Learned counsel for the respondent argued, however, that as there was no refusal on the part of the defendant, the plaintiffs had no cause of action at all and, therefore, the suit was pre-mature. This ground was urged or the first time before this court and would, therefore, be inadmissible at this stage. Apart from that, however, I am of opinion that it is entirely without substance. The simple reason that if the view of the learned counsel is accepted, a defendant in a case like this may never refuse and yet never return the goods or the value thereof to the person to whom the goods belong and still claim when the suit for the recovery thereof or for compensation is brought, that such a suit is pre-mature. This contention is, therefore, in my opinion, only to be stated to be rejected.
It was next argued on behalf of the plaintiffs appellants that they should be allowed Pendente lite and future interest on the amount of the decree awarded to them. It was contended, however, by learned counsel for the defendant that no such interest can be allowed in the present case as the plaintiffs have not paid any court-fee on the amount of interest claimed. The question, therefore, is whether in the absence of any court-fee having been paid on this branch of relief, the plaintiffs are entitled to get Pendente lite and future interest. This question is not free from difficulty, and it appears that there is a considerable divergence of judicial opinion on it. I may notice a few cases in this connection.
In Damodar vs. Hardeo (1), it was held by a learned single Judge of the Allahabad High Court that: - "where the appellant claims among other sums of money a definitely ascertainable sum by way of pendente lite interest which is disallowed by the trial court, the sum must be held to be part of "amount or value of the subject-matter in dispute"and ad valorem court-fee is payable under Sch. 1, Art. 1, on the sum claimed as Pendent lite interest. "
In Bhagshah vs. Labha Mal (2), it was held by a Division Bench of the Lahore High Court that: - "court-fee is necessary on the claim for interest from that of suit to date of realization made in appeal, either ad valorem the sum up to the date of the appeal or at least a court-fee of Rs. 10/-as provided by Art. 17 (6) of the court-Act. "
In Sheikh Rahman vs. Balchand (3), learned single Judge of the Nagpur High Court held that; - "court-fees are leviable on sum which can be ascertained with certainty, but not on those with cannot, Consequently, as a general rule, court-fees on a plaint are payable on interest claimed up to date of suit, but not beyond. If, however, the suit is dismissed and the plaintiff still wants future interest in appeal, he must pay court-fees on the amount he claims up to the date on which files the appeal but again, not beyond. "

GIVEN EXERCISE 1
In the court-fee judgment, which court's Division Bench decided Bhagshah vs. Labha Mal?
GIVEN EXERCISE 2
Reproduce the court-fee judgment word for word, starting with "Learned counsel for the respondent" and going on through "to be rejected.".
GIVEN EXERCISE 3
Pick up the court-fee judgment after its last sentence and carry on writing it.

EXTRACTED DATA
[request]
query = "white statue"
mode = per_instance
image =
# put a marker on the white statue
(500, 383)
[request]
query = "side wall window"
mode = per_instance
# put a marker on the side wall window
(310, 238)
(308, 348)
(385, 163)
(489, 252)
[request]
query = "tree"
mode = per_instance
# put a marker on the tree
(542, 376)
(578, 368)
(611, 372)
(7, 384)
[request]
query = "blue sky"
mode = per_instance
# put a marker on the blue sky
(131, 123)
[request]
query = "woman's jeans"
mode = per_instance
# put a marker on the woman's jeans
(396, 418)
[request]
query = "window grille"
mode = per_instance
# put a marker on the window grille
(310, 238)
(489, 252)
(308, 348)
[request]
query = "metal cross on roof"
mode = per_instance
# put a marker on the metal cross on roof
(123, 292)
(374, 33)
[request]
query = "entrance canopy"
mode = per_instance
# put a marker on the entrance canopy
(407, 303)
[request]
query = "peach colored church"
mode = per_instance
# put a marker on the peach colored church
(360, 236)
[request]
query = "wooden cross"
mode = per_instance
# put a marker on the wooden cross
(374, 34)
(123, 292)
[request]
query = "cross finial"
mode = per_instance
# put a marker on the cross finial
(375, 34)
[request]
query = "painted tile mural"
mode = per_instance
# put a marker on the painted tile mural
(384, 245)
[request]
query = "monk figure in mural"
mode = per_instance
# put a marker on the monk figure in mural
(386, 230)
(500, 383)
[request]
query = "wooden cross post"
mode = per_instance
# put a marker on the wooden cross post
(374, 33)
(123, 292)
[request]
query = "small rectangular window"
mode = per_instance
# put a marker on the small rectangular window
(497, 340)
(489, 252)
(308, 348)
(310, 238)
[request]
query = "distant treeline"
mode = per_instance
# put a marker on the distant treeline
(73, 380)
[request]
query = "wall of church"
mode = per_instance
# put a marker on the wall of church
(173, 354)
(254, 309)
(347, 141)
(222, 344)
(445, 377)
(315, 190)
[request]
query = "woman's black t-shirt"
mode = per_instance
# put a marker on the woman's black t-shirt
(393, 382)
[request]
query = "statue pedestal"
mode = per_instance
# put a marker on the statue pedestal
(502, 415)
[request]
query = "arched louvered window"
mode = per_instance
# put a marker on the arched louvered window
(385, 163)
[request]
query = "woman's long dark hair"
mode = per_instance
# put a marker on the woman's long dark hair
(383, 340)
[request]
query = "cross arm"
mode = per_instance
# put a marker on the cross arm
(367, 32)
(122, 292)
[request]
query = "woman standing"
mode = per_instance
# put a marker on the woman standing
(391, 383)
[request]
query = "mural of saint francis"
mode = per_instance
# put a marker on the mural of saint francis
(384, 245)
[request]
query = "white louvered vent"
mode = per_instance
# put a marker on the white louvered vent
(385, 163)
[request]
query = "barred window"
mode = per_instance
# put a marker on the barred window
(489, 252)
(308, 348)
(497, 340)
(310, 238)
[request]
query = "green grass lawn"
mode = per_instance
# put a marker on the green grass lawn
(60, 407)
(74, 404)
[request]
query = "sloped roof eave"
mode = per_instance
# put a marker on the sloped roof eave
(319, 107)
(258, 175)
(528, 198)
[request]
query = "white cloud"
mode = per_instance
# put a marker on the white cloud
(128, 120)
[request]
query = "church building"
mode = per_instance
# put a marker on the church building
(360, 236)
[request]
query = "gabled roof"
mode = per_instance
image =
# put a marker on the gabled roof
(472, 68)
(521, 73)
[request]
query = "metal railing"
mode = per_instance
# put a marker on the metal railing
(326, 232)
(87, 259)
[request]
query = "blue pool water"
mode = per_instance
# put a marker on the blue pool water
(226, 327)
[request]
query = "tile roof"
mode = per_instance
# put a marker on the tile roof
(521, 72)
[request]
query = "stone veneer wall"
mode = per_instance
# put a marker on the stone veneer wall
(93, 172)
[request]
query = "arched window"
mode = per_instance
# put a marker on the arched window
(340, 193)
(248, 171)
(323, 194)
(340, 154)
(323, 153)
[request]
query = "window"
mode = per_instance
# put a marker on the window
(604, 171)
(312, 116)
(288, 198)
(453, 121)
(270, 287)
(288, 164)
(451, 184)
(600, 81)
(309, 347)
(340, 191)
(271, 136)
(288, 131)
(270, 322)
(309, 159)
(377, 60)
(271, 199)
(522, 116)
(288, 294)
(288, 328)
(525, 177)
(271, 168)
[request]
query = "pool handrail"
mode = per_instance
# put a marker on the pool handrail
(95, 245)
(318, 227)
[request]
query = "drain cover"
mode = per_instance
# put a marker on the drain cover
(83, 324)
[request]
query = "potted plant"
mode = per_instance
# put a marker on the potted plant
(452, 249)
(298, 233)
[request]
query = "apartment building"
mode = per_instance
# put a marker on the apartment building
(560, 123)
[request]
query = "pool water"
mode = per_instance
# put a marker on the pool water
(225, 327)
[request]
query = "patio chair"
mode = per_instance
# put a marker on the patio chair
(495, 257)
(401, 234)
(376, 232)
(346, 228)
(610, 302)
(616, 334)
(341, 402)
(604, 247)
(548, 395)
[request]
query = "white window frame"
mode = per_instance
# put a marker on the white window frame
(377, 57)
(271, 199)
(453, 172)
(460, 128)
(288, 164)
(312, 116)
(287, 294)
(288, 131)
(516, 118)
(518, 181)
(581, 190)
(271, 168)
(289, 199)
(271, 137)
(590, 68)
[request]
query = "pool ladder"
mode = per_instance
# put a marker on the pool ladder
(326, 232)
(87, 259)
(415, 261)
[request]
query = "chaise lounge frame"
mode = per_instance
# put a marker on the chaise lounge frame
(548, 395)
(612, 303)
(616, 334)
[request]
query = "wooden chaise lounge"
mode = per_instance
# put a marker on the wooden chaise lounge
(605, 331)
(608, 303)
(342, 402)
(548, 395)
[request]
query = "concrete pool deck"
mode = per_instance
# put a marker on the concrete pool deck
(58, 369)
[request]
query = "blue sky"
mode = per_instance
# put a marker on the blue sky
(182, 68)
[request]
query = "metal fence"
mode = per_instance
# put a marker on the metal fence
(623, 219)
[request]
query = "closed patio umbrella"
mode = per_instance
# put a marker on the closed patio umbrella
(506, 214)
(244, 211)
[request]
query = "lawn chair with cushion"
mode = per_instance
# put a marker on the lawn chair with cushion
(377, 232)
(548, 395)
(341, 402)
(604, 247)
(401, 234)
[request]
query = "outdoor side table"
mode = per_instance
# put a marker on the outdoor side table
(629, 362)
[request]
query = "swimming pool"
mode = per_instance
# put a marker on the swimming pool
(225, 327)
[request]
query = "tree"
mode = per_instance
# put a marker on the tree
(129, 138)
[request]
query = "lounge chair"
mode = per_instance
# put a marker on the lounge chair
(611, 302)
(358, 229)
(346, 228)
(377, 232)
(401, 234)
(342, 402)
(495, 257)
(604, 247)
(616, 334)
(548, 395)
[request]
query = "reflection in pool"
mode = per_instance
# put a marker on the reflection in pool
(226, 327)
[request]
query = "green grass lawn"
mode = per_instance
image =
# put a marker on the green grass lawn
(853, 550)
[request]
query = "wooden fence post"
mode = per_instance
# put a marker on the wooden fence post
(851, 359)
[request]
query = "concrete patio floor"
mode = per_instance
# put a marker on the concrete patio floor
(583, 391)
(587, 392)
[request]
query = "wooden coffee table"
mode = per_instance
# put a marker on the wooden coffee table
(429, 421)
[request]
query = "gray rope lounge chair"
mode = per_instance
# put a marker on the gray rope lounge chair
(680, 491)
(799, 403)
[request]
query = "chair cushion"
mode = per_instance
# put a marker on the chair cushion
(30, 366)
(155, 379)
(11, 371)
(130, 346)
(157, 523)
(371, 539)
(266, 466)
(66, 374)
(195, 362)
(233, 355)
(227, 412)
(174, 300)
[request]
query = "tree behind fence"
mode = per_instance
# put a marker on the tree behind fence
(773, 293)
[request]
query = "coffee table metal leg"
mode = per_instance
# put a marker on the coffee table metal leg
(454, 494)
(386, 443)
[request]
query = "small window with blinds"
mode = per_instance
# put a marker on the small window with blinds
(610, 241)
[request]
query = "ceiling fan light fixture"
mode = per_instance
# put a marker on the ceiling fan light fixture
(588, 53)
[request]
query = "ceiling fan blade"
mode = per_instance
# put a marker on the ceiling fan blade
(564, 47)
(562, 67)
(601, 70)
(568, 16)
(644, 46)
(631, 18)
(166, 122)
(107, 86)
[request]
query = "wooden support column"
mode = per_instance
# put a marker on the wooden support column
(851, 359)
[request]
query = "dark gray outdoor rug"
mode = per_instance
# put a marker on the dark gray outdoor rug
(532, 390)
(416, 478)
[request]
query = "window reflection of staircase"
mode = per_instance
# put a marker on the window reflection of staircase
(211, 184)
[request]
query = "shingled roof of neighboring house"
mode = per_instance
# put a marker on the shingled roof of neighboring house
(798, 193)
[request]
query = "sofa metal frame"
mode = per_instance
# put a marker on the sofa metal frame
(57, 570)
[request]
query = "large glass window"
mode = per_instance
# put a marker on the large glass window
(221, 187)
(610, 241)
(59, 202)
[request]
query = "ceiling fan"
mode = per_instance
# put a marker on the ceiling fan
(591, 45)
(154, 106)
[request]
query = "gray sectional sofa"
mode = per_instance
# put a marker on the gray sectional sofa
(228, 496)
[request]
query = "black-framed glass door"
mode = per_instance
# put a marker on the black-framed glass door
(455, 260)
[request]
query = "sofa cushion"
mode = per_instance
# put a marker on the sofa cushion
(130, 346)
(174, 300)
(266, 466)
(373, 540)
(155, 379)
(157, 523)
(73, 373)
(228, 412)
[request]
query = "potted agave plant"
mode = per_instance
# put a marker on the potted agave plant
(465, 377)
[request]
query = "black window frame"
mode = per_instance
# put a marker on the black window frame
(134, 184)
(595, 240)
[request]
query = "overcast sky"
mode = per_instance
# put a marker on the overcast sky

WRITTEN REPLY 1
The Lahore High Court.

WRITTEN REPLY 2
Learned counsel for the respondent argued, however, that as there was no refusal on the part of the defendant, the plaintiffs had no cause of action at all and, therefore, the suit was pre-mature. This ground was urged or the first time before this court and would, therefore, be inadmissible at this stage. Apart from that, however, I am of opinion that it is entirely without substance. The simple reason that if the view of the learned counsel is accepted, a defendant in a case like this may never refuse and yet never return the goods or the value thereof to the person to whom the goods belong and still claim when the suit for the recovery thereof or for compensation is brought, that such a suit is pre-mature. This contention is, therefore, in my opinion, only to be stated to be rejected.

WRITTEN REPLY 3
In Jagannath Prasad vs. Bhala Prasad Singh (4), a suit was decree but Pendente lite interest was not allowed, and an appeal was filed relating to Pendente lite interest alone. It was held that ad valorem court-fee was payable on the amount of Pendente lite interest. It may be pointed out that in this case the appeal was directed only to Pendente lite and future interest and although it was held that an ad valorem court-fee was payable on the amount claimed as Pendente lite interest as it was an ascertained sum, the view was apparently taken that in respect of future interest no such fee was payable.
Then as regards the view on the other side of the line, I may first refer to Vidhal Hari Athavle vs. Govind Vasudeo Thosar (5 ). It was held in a somewhat short judgment by a Division Bench of the Bombay High Court that: - "no additional stamp is required on account of the claim for interest form the date of the institution of the suit until payment. " The same view was taken in Madras in Srinivasa Row vs. Ramaswami Chetti (6 ).
(3.) IN Sadhu Saran Rai vs. Barhamdeo Lall (7), the Patna High Court held that: - "there is no provision of law authorising the assessment of additional court-fee by reason of the accrual of interest Pendente lite, and that the plaintiff was rightly called upon to pay only the amount claimed in the plaint. "
In Mithoo Lal vs. Mr. Chameli (8) a Division Bench of the Allahabad High Court laid down that: - "where a suit for profits is decreed by the trial court for a certain sum of money with interest at the rate of 12 per cent per annum up to the date of the suit and interest is award at the same rate till the date of the decree, and thereafter at 6 percent and the defendant appeals impugning the correctness of the decree passed by the court of first instance and no ground is specifically directed against the award of interest before suit or Pendente lite, the, subject-matter of the appeal should be considered to be the principal amount of the suit and the interest up to the date of the suit. " It was further observed that: - "the appellant need not pay court-fee on the amount of interest accruing at the rate awarded by the Court between the date of, the suit and the date of the decree.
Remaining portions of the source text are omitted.